Qué hacer:
**a)** En el texto sobre Braveheart, ¿qué película había dirigido Mel Gibson antes de Braveheart?
**b)** Extrae sin cambios del texto sobre Braveheart el fragmento que empieza en "Braveheart (1995) fue" y termina en "y justos críticos.".

Texto suministrado:
-=-=-

Con uno de los estilos de filmación más constantes y particulares de la industria, Mel Gibson ha conquistado al público. Utilizando una triada poderosa de creación: un argumento audaz, un montaje poderoso y la correcta explotación actoral para llegar al desarrollo cuasi perfecto del personaje (a lo que se le puede sumar la, al parecer, imprescindible característica y no menos importante y demandante de su filmografía, el estar basada o inspirada en sublimes hechos o pasajes de la realidad). No cuenta con un filme que no tenga corazón.
Braveheart (1995) fue una apuesta vigorosa en la pantalla, de aquí Mel Gibson probaría su manera de diseñar y producir cine, con la marca muy singular de su mano, teniendo en cuenta que era su segunda vez detrás de cámara tras la apuesta no tan conocida y clara, The Man Without a Face (El hombre sin rostro - 1993). Esta fina joya de la corona cinematográfica marcaría el hilo conductor de toda su carrera como director, donde la sagacidad, la crudeza púdica de tanto en tanto y la representación magistral del imaginario que expresa, son su carta de bienvenida para sus espectadores y justos críticos.
Braveheart (o Corazón valiente como se le conoce en los países de habla hispana) es una película que homenajea la fórmula del cine épico de: orgullo, pasión y gloria. Relata la vida de William Wallace, un héroe escoses que se opuso al régimen autoritario del rey inglés Eduardo el Zanquilardo tras el fallecimiento del rey Alejandro III de Escocia; encarnado por el mismo Gibson en el papel de héroe clásico, que, tal vez, no tan transparente en su personificación (que es considerado bastante fuerte de representar), mostrando una aparente escases de libertad actoral, una rigidez irregular en su desenvolvimiento, pero si adecuada en el desempeño de su rol. Quizás en la peregrinación del personaje por otros lares ajenos a la antigua Escocia le valió para resaltar esa distracción actoral que se le sobresalía a Gibson cuando le daba vida a las palabras del joven Wallace. O, el efecto de las barreras idiomáticas de una época y otra, - cosa de motivos prácticos -.

-=-=-

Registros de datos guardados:
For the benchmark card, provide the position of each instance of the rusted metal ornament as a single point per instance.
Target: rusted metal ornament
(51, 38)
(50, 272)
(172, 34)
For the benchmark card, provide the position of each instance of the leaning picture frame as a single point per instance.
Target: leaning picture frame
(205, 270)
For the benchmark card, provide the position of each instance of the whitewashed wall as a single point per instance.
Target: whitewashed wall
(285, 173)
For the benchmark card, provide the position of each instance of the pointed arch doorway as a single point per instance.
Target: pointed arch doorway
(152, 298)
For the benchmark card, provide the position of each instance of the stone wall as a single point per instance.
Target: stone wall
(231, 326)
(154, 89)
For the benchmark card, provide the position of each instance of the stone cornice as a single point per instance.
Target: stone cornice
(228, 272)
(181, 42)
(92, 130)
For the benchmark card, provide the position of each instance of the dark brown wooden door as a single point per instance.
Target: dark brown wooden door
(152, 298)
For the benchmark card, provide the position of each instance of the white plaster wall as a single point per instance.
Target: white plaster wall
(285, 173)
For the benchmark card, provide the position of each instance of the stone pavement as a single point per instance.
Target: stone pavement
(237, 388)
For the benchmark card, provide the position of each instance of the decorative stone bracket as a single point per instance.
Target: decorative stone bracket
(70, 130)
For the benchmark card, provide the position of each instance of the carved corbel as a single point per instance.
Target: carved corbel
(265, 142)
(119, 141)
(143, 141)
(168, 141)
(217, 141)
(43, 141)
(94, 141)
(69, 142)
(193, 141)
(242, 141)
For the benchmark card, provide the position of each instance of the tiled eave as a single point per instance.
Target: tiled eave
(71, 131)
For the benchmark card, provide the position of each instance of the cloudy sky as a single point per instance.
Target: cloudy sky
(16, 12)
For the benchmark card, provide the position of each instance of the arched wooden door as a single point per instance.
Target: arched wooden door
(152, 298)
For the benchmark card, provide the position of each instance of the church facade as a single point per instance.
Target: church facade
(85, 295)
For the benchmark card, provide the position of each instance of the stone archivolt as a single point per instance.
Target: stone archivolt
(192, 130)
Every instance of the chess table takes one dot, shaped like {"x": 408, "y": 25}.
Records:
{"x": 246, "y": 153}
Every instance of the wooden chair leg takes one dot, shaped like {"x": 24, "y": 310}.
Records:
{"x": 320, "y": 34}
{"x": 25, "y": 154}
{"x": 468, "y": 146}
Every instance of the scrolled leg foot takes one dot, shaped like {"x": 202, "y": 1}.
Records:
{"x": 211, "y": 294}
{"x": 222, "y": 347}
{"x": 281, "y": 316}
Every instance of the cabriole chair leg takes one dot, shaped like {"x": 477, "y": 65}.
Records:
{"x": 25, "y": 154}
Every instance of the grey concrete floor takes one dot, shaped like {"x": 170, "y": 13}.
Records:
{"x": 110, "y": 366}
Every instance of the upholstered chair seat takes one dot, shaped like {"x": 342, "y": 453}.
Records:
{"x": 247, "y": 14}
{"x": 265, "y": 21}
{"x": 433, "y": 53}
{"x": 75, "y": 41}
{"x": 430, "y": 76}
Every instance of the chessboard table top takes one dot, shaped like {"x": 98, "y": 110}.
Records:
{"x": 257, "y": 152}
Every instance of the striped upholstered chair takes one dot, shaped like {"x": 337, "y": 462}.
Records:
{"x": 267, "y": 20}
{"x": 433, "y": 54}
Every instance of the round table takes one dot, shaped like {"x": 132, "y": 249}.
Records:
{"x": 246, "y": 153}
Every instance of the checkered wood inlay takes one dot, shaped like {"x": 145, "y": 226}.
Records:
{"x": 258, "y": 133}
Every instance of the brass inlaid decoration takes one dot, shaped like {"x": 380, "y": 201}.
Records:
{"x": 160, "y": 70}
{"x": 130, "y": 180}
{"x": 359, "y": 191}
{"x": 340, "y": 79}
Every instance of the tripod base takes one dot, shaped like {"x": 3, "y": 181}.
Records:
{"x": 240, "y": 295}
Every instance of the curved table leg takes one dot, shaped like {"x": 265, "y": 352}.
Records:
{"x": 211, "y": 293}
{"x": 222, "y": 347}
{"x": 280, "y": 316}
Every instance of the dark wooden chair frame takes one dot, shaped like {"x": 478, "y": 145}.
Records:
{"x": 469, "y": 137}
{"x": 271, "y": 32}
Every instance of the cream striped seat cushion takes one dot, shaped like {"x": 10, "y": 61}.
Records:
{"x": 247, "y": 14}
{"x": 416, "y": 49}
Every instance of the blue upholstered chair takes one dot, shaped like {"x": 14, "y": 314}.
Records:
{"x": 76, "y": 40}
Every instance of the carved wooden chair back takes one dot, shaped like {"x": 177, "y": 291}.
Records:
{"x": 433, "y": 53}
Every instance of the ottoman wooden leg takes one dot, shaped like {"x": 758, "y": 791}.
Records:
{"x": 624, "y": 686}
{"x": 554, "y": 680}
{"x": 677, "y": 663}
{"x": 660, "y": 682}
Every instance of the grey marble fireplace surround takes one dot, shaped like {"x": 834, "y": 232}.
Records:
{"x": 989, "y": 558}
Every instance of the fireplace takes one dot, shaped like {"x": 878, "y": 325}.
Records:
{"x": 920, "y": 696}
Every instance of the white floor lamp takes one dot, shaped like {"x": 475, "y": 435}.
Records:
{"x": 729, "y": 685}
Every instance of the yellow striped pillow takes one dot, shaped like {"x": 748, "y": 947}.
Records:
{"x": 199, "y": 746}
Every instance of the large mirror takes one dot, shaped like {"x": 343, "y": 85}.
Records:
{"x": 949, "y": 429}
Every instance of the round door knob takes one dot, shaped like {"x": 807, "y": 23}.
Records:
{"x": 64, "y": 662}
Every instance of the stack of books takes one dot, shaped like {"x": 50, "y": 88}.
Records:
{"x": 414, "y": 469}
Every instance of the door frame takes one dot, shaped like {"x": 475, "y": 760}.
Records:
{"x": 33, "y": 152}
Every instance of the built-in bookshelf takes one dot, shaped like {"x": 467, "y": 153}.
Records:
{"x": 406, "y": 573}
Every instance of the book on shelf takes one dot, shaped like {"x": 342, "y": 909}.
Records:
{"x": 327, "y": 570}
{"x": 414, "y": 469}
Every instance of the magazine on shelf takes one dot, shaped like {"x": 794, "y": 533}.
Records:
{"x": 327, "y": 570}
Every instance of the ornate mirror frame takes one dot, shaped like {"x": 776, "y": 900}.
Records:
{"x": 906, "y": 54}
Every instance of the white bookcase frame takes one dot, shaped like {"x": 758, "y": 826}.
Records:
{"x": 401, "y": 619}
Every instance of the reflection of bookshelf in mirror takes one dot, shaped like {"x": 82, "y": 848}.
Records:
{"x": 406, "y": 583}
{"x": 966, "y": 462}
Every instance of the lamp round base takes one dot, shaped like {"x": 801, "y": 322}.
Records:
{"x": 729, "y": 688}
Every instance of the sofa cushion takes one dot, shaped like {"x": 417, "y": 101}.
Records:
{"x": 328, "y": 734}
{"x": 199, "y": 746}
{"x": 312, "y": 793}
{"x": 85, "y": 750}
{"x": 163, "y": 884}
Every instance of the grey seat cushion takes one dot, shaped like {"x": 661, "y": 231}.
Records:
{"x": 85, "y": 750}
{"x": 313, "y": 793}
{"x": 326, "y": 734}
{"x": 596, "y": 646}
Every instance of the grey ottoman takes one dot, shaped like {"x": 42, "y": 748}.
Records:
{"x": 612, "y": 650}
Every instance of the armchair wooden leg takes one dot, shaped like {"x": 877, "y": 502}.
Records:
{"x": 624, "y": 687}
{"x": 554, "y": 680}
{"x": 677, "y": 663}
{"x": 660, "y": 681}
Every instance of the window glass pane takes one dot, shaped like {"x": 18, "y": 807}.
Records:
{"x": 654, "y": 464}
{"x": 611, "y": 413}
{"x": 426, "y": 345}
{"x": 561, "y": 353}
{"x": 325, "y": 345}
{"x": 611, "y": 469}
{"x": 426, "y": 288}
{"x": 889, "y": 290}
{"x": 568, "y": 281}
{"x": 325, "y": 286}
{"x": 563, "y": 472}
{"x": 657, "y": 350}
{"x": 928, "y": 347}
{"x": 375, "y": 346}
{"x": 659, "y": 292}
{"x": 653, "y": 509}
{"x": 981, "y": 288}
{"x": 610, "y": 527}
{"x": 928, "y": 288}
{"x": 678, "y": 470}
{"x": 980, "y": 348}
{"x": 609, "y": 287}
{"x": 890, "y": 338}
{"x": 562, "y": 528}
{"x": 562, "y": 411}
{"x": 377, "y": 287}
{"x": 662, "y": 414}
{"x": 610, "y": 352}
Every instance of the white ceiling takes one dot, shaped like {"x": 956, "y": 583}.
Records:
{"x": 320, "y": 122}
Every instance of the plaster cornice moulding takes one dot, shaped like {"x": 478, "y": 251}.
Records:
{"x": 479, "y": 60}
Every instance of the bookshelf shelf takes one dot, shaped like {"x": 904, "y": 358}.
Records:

-=-=-

Respuestas:
**a)** The Man Without a Face (El hombre sin rostro), de 1993.

**b)**
Braveheart (1995) fue una apuesta vigorosa en la pantalla, de aquí Mel Gibson probaría su manera de diseñar y producir cine, con la marca muy singular de su mano, teniendo en cuenta que era su segunda vez detrás de cámara tras la apuesta no tan conocida y clara, The Man Without a Face (El hombre sin rostro - 1993). Esta fina joya de la corona cinematográfica marcaría el hilo conductor de toda su carrera como director, donde la sagacidad, la crudeza púdica de tanto en tanto y la representación magistral del imaginario que expresa, son su carta de bienvenida para sus espectadores y justos críticos.